DOCUMENT TEXT START
A new system for tracking weapons of mass destruction in the field, a successful social media campaign for disaster preparedness were among the boldest of the Bold Awards winners.
A new system for tracking weapons of mass destruction in the field, a project to put tablet devices in the hands of Peace Corps volunteers decamping overseas and a $6 billion effort to better secure the dot-gov domain.
Those are just some of the projects recognized Monday at the second annual Bold Awards.
From nearly 100 nominations for the contest, 10 winners -- based on ambition, innovative prowess and outcomes -- were selected by the Nextgov editorial team, representing the boldest and most far-reaching projects.
“Those initiatives that made the cut show that innovation in government isn’t an oxymoron, but a concept that’s alive and well within the halls of government,” said Nextgov Executive Editor Camille Tuutti at the awards ceremony at Nextgov Prime 2014 recognizing all the finalists.
The boldest projects taking home awards were:
- An Office of Personnel Management team, led by Rebecca Ayers, won for its efforts developing the first software-as-a-service governmentwide performance management system—USA Performance.
- Gwen Camp and her team at FEMA’s Individual and Community Preparedness, used social media to implement and promote America's PrepareAthon!, FEMA's largest disaster-preparedness campaign.
- Patrick Choquette, director of innovation at the Peace Corps, used hackathons and crowdsourcing to solve Peace Corps-specific problems, such as mobile translation services. He was also instrumental in getting tablet devices in the hands of Peace Corps volunteers.
- Daniel Clemons, project manager at the Intelligence Advanced Research Projects Activity, led a project to replace an antiquated process for reviewing research proposals with a secure, user-friendly software platform.
- Christina Lachance, public health adviser at the Office of Population Affairs, transformed OPA’s siloed family planning reporting system to a modern solution.
- Martha Lambie, assistant deputy commissioner for operations at the Social Security Administration, was honored with an award for the championing of a Web-based virtual help desk to help share expert knowledge with frontline staff.
- John Picanso, CIO of the Agriculture Department’s Animal and Plant Health Inspection Service’s Veterinary Services, led an effort to revamp the agency’s nationwide animal disease surveillance database.
- A team at the U.S. Army, led by Chief Technology Officer Thomas Sasala, was recognized for the successful pilot project to deploy a multitenant virtual desktop solution for members of the Information Technology Agency and the Joint Staff in nearly one-third of the time for a typical project of this size.
- A team from the Department of Homeland Security, led by John Streufert, the agency’s director of federal network resilience, was recognized for its work navigating the complex and crucial beginning stages of the $6 billion continuous diagnostics and mitigation program.
- A team from the Defense Threat Reduction Agency, led by Andrew Wiedlea, won for the development of the Constellation prototype, an unclassified cloud-based system aiming to enhance situational awareness of threats from weapons of mass destruction.
Nextgov readers also selected Rebecca Ayers' OPM team for the "People's Choice" Bold Award.
DOCUMENT TEXT END
(ASSIGNMENT):
Transcribe the stretch of the Bold Awards article from "- Christina Lachance, public" through "a modern solution.", keeping every word and mark as it appears.
ENTRIES SHOWN START
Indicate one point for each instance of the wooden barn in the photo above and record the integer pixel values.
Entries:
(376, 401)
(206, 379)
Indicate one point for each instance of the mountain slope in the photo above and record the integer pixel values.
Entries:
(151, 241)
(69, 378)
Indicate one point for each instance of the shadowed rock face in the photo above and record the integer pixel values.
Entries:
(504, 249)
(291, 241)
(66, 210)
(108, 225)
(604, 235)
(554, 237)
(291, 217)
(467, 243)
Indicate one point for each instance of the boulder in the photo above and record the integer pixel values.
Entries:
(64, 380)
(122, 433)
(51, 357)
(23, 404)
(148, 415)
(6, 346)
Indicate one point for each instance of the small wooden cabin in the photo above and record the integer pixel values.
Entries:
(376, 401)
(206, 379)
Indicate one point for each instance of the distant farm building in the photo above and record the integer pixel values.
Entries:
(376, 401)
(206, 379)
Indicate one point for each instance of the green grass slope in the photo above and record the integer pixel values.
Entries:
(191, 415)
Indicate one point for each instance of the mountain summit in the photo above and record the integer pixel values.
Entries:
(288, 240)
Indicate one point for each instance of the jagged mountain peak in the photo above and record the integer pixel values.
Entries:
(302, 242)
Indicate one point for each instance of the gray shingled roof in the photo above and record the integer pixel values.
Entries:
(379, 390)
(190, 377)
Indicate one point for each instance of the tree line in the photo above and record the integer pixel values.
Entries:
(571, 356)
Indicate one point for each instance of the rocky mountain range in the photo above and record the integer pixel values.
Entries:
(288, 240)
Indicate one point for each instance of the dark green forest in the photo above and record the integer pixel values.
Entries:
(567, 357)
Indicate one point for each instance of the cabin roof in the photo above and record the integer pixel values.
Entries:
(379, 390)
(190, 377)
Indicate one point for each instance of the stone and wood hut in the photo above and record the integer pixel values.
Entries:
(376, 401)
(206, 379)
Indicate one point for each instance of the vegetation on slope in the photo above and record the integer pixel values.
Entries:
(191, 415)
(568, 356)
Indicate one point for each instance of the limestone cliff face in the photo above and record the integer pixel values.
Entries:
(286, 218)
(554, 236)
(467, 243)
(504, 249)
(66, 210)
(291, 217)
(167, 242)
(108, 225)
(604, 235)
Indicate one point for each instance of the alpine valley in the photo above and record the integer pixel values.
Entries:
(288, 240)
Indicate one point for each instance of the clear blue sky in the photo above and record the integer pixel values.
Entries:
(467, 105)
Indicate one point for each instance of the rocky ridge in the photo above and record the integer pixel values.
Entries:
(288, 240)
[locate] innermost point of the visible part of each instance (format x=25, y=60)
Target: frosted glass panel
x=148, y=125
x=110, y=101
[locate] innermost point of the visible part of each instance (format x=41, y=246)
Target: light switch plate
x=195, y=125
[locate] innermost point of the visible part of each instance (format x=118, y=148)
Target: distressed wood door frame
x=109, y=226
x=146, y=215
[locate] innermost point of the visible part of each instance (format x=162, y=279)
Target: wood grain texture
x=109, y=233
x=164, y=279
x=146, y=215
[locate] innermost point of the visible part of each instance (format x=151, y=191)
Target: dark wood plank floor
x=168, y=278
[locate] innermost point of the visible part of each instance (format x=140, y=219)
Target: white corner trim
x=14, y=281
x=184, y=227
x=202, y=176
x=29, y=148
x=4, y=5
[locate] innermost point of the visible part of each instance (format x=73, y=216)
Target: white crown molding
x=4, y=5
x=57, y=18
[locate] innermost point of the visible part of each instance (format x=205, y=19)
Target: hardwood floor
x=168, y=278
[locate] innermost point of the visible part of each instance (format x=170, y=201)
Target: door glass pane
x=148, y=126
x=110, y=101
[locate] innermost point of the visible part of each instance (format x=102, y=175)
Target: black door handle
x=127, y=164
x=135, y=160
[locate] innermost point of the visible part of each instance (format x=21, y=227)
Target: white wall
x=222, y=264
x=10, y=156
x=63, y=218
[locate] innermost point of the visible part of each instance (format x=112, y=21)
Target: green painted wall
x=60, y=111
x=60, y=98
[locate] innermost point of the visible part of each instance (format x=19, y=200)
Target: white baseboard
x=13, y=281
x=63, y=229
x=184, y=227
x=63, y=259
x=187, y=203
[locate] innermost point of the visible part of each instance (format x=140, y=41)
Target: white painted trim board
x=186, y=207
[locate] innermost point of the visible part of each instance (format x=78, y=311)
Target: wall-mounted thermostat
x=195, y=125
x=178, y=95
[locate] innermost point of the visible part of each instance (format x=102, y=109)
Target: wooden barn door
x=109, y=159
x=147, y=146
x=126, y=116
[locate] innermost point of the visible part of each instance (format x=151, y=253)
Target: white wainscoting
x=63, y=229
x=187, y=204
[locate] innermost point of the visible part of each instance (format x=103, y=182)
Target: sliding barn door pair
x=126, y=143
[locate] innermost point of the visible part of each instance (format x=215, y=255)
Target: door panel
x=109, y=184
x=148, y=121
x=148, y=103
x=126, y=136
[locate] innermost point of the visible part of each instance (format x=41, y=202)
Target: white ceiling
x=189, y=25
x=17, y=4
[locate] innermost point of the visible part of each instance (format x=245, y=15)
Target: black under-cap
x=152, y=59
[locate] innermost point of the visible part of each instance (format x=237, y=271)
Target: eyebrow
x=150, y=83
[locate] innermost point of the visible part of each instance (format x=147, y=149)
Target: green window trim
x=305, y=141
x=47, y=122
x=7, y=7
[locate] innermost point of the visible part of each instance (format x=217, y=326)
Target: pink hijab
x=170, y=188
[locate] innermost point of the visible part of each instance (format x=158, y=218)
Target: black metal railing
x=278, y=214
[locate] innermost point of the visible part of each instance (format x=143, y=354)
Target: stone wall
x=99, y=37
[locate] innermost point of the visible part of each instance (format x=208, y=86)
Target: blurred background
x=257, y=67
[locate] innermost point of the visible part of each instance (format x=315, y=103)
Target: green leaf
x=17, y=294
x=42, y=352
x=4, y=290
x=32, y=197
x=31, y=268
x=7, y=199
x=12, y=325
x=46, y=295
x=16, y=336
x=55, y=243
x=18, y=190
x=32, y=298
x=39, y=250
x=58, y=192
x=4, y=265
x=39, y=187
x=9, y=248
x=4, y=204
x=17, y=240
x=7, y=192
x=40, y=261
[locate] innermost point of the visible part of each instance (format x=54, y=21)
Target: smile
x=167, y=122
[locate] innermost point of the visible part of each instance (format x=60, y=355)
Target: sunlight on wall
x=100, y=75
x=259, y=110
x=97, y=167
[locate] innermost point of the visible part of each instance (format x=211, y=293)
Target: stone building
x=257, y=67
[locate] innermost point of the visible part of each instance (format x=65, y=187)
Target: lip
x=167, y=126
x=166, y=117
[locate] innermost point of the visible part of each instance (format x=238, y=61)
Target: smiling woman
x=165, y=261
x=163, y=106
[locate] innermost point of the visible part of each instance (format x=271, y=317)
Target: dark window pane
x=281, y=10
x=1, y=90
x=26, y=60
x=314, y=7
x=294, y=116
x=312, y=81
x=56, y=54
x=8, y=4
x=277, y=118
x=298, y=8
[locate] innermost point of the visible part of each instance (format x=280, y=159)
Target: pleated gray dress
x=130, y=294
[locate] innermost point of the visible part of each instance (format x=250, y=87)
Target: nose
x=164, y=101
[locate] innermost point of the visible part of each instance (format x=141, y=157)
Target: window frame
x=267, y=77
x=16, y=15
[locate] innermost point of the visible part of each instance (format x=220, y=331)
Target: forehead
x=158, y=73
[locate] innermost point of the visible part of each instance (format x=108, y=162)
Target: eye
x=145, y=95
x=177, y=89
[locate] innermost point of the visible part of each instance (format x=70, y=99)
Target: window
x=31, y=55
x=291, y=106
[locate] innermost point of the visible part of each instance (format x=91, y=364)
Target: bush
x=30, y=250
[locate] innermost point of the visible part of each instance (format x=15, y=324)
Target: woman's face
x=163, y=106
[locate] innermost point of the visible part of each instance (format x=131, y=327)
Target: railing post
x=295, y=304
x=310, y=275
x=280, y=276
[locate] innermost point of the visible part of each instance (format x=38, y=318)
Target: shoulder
ENTRIES SHOWN END
(ANSWER TO THIS EXERCISE):
- Christina Lachance, public health adviser at the Office of Population Affairs, transformed OPA’s siloed family planning reporting system to a modern solution.